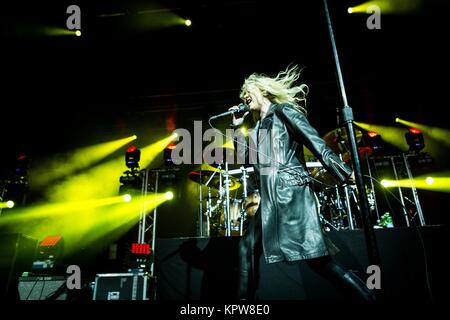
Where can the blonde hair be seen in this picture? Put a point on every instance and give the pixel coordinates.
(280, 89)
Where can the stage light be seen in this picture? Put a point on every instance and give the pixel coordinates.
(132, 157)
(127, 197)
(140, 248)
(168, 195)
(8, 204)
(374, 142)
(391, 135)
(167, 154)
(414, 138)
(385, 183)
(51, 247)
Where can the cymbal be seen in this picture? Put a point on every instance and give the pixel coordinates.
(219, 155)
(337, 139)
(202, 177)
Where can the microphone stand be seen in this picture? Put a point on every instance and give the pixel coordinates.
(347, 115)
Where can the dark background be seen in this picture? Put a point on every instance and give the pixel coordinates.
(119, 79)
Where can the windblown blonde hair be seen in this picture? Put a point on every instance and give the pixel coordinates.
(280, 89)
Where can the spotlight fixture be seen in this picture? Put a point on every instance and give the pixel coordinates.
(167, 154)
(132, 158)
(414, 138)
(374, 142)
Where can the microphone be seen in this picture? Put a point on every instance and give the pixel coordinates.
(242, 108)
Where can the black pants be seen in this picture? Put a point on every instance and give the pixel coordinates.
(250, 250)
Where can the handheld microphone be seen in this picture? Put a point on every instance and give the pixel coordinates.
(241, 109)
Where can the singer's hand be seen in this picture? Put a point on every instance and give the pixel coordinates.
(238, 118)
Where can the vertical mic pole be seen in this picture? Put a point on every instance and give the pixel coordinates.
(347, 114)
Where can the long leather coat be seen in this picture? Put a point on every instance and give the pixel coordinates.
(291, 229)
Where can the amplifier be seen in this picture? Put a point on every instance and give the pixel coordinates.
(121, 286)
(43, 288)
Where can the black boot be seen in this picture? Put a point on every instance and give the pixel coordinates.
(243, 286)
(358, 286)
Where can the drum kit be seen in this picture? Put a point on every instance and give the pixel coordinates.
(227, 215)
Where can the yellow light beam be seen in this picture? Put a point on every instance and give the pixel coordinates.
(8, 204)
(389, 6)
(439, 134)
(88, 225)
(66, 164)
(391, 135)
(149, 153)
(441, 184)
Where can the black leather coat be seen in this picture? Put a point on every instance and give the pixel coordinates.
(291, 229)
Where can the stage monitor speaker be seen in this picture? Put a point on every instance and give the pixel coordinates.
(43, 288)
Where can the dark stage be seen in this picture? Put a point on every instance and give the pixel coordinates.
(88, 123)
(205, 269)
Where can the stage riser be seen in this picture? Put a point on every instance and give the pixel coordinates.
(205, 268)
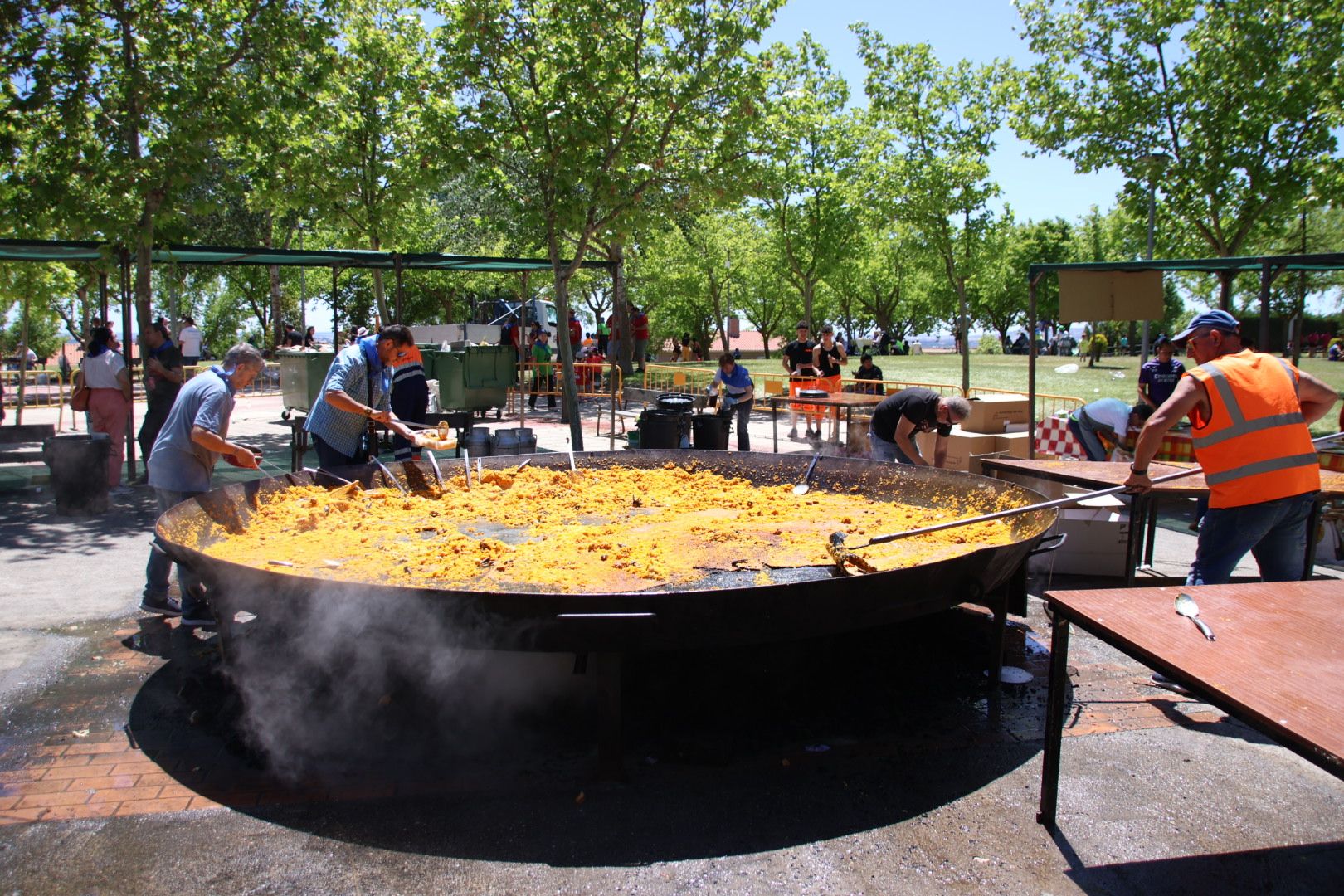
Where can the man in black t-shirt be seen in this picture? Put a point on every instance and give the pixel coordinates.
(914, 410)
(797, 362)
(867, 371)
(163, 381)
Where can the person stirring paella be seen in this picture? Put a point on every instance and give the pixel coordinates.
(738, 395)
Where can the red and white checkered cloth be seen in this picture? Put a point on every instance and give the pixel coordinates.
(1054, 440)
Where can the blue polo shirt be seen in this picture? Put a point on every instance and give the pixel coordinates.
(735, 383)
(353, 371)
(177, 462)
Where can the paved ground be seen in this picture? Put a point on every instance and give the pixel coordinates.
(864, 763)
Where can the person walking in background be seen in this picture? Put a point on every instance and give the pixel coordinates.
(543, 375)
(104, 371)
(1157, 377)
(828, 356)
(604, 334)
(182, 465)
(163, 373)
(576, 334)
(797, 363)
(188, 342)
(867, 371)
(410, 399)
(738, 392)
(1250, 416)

━━━━━━━━━━

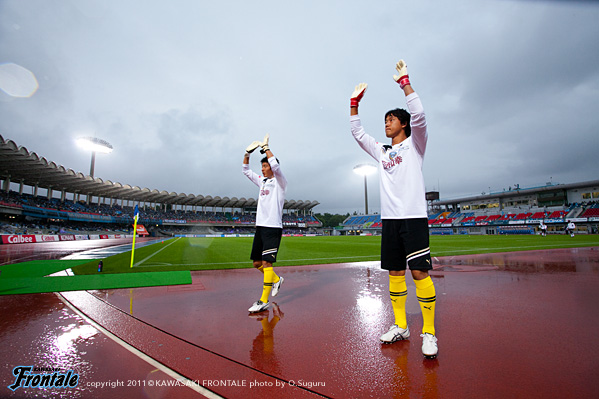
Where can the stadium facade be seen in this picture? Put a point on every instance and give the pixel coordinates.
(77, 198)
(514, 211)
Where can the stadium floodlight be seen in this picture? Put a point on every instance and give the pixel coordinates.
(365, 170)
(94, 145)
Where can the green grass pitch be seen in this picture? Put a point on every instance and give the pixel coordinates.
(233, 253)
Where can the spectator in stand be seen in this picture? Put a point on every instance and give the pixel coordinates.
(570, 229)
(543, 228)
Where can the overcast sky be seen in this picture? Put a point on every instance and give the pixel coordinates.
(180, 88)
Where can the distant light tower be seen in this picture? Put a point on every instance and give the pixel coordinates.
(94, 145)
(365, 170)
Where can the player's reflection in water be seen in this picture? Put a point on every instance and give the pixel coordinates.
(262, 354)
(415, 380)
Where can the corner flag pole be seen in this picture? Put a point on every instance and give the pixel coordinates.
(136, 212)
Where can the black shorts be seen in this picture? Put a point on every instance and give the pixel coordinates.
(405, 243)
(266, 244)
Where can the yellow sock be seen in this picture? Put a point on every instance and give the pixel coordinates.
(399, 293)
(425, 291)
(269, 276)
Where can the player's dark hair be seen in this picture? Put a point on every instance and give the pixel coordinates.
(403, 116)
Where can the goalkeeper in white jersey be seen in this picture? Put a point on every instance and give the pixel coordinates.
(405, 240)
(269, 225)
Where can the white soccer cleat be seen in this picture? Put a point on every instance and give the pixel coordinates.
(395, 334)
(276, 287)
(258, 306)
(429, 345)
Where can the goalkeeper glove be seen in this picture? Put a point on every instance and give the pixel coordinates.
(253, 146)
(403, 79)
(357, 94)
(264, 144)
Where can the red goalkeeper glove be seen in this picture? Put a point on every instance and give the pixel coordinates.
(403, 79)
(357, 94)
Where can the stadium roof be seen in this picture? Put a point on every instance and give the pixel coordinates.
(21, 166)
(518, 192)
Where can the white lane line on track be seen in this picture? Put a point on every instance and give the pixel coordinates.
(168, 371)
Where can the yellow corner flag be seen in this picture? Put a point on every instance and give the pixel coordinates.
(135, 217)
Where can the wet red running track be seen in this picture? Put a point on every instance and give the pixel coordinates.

━━━━━━━━━━

EXERCISE DIRECTIONS: From the listing above, return the lines starting at the one with "Where can the stadium roof" and ending at the one with "Where can the wet", both kept, exactly as they appear and nothing more.

SOLUTION TO THIS TASK:
Where can the stadium roof be seen in this picture? Put a point on every instance and give the pixel coordinates.
(21, 166)
(518, 192)
Where can the white lane line on track be seen in this picture? Put a point on every instance and give the pixel coordinates.
(168, 371)
Where can the yellow corner flag be seen in this picture? Put a point on every instance and give the pixel coordinates.
(135, 217)
Where can the wet red running track be seen in this picture? Put a point on every instance and give the pixel coordinates.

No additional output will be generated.